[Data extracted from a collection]
_____
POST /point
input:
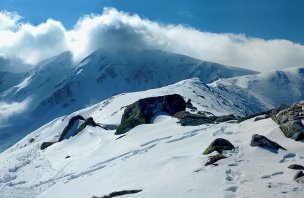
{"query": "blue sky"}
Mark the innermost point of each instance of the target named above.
(260, 35)
(268, 19)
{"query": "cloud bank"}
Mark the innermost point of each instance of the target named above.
(112, 28)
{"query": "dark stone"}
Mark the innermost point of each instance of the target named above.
(90, 121)
(189, 105)
(44, 145)
(214, 158)
(293, 129)
(263, 142)
(219, 145)
(296, 167)
(69, 126)
(299, 177)
(142, 111)
(261, 118)
(266, 113)
(189, 119)
(225, 118)
(119, 193)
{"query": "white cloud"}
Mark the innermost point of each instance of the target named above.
(118, 29)
(8, 20)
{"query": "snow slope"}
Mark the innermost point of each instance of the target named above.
(163, 159)
(8, 79)
(273, 88)
(58, 86)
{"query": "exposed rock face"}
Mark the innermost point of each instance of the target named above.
(296, 167)
(299, 177)
(225, 118)
(67, 131)
(72, 121)
(120, 193)
(142, 111)
(44, 145)
(189, 105)
(290, 121)
(266, 113)
(214, 158)
(263, 142)
(189, 119)
(219, 145)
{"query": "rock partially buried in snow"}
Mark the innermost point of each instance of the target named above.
(225, 118)
(290, 121)
(143, 110)
(119, 193)
(296, 167)
(263, 142)
(189, 119)
(44, 145)
(299, 177)
(214, 158)
(219, 145)
(75, 125)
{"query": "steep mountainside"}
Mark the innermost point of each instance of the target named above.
(159, 159)
(273, 88)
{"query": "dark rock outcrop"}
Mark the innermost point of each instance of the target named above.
(120, 193)
(261, 118)
(219, 145)
(44, 145)
(290, 121)
(190, 106)
(296, 167)
(142, 111)
(299, 177)
(189, 119)
(225, 118)
(66, 132)
(71, 122)
(266, 113)
(214, 158)
(263, 142)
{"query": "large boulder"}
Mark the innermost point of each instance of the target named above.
(225, 118)
(290, 120)
(75, 125)
(263, 142)
(214, 158)
(44, 145)
(143, 110)
(219, 145)
(189, 119)
(296, 167)
(293, 129)
(299, 177)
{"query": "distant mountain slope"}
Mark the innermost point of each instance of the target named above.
(163, 158)
(57, 86)
(8, 79)
(272, 88)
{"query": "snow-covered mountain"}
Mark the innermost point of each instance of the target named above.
(273, 88)
(8, 79)
(57, 86)
(161, 159)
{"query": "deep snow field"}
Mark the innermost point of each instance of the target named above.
(163, 159)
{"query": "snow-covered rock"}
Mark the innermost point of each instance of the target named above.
(163, 159)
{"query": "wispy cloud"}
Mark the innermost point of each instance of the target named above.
(118, 29)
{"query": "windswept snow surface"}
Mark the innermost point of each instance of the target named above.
(163, 159)
(273, 88)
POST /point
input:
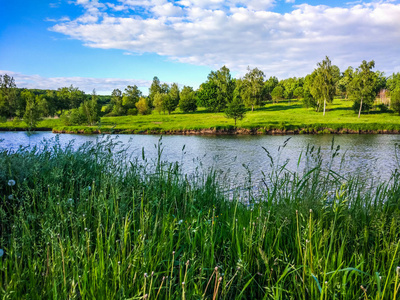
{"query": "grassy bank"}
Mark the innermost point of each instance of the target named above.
(84, 224)
(283, 117)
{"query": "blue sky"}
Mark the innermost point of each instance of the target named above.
(106, 44)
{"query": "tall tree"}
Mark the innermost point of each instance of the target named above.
(143, 106)
(187, 101)
(154, 89)
(253, 87)
(323, 87)
(342, 85)
(174, 94)
(235, 110)
(116, 102)
(269, 86)
(207, 95)
(277, 93)
(225, 86)
(395, 99)
(130, 97)
(91, 109)
(363, 87)
(32, 112)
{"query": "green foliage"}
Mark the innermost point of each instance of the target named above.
(298, 92)
(395, 100)
(187, 100)
(208, 97)
(32, 110)
(342, 85)
(323, 86)
(269, 86)
(8, 96)
(130, 97)
(253, 87)
(235, 110)
(277, 93)
(85, 224)
(219, 90)
(363, 87)
(154, 89)
(143, 106)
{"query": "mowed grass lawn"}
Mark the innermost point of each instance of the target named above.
(279, 116)
(282, 115)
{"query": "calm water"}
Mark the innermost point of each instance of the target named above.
(232, 156)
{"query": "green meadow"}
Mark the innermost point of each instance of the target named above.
(283, 117)
(89, 224)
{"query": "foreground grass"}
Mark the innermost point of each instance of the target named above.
(285, 116)
(85, 224)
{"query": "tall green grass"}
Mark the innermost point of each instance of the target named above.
(90, 222)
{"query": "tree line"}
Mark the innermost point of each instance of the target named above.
(220, 92)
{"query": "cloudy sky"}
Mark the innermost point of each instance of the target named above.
(107, 44)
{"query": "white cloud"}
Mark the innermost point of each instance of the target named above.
(241, 33)
(86, 84)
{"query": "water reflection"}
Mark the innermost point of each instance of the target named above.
(233, 156)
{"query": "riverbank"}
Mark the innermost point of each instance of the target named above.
(84, 224)
(280, 118)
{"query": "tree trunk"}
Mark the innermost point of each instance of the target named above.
(359, 112)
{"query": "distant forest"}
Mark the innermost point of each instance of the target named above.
(361, 85)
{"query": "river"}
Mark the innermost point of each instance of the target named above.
(233, 156)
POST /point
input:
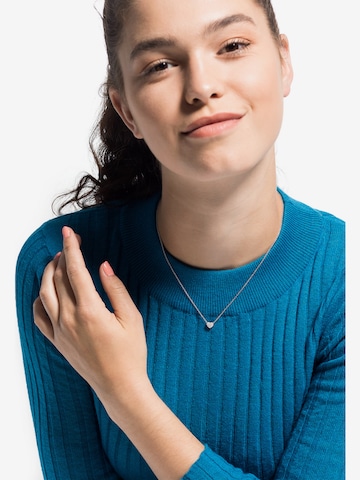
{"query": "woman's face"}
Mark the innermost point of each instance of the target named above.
(204, 82)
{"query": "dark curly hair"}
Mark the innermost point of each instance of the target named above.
(126, 167)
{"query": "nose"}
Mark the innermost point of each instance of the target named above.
(202, 82)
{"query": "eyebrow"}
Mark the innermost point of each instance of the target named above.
(163, 42)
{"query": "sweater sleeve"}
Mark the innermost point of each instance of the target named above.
(65, 422)
(315, 449)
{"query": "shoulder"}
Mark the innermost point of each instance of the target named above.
(323, 230)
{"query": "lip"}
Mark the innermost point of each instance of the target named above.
(212, 125)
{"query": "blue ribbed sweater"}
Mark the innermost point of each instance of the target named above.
(263, 390)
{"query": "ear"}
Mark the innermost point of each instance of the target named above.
(120, 105)
(287, 70)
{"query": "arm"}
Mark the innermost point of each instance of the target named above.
(79, 325)
(62, 405)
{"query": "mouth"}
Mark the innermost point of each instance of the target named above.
(212, 125)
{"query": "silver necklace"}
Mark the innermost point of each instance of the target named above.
(208, 324)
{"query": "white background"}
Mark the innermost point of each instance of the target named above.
(52, 64)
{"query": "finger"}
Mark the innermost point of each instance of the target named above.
(47, 294)
(42, 320)
(122, 303)
(78, 275)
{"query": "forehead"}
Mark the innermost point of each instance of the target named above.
(179, 18)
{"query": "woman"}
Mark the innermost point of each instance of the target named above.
(216, 351)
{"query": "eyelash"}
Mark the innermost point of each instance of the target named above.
(240, 46)
(155, 67)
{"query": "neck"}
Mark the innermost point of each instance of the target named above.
(220, 226)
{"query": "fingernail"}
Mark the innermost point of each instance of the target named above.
(109, 272)
(66, 232)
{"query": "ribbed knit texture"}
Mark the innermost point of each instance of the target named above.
(263, 390)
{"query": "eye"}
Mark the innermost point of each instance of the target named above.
(158, 67)
(235, 46)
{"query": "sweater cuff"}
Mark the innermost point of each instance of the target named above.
(211, 466)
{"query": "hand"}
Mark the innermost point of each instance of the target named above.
(107, 349)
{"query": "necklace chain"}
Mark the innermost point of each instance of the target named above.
(208, 324)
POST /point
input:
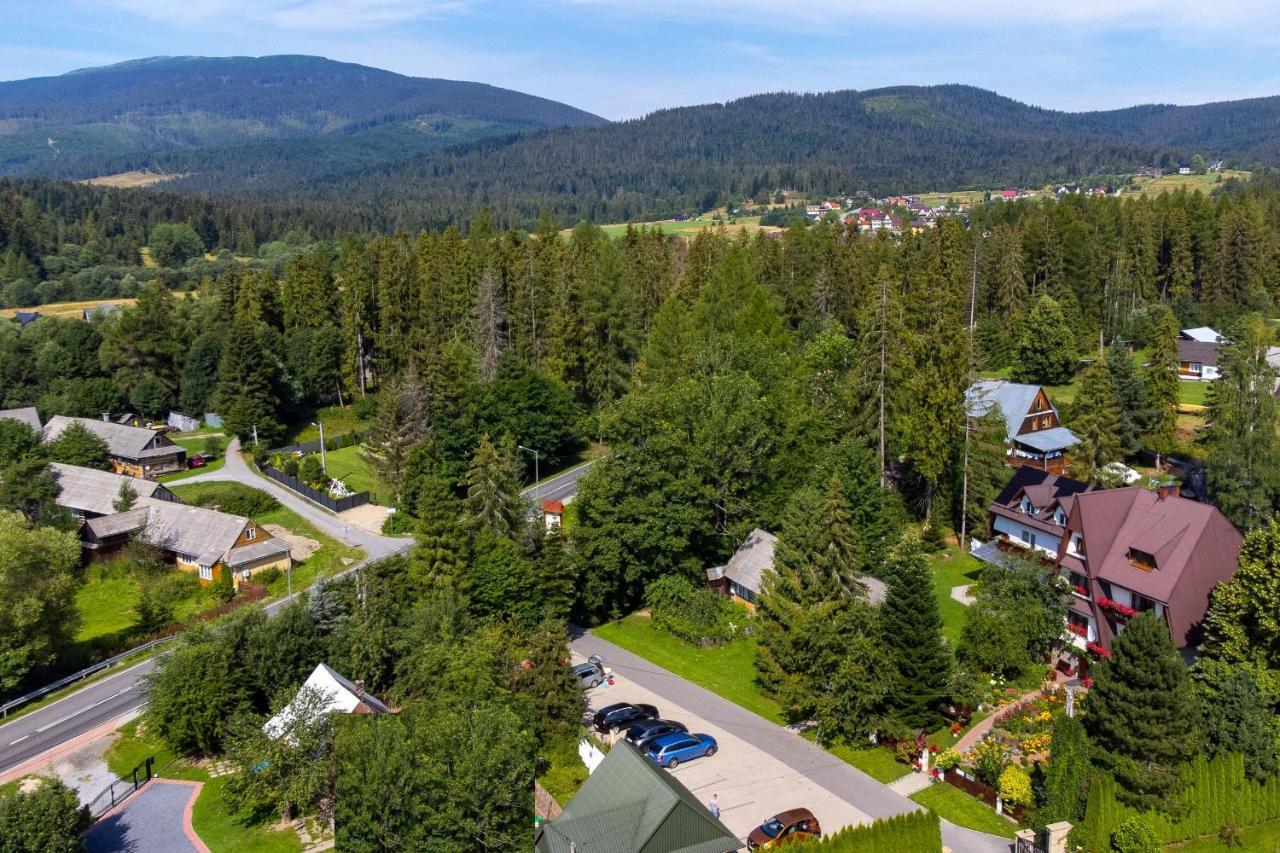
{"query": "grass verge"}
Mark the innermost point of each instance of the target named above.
(952, 804)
_____
Every line that contains the string "snow" should be returned from the data.

{"query": "snow slope"}
{"query": "rock partially buried in snow"}
{"query": "snow-covered mountain"}
{"query": "deep snow field"}
{"query": "snow-covered rock"}
{"query": "windswept snow surface"}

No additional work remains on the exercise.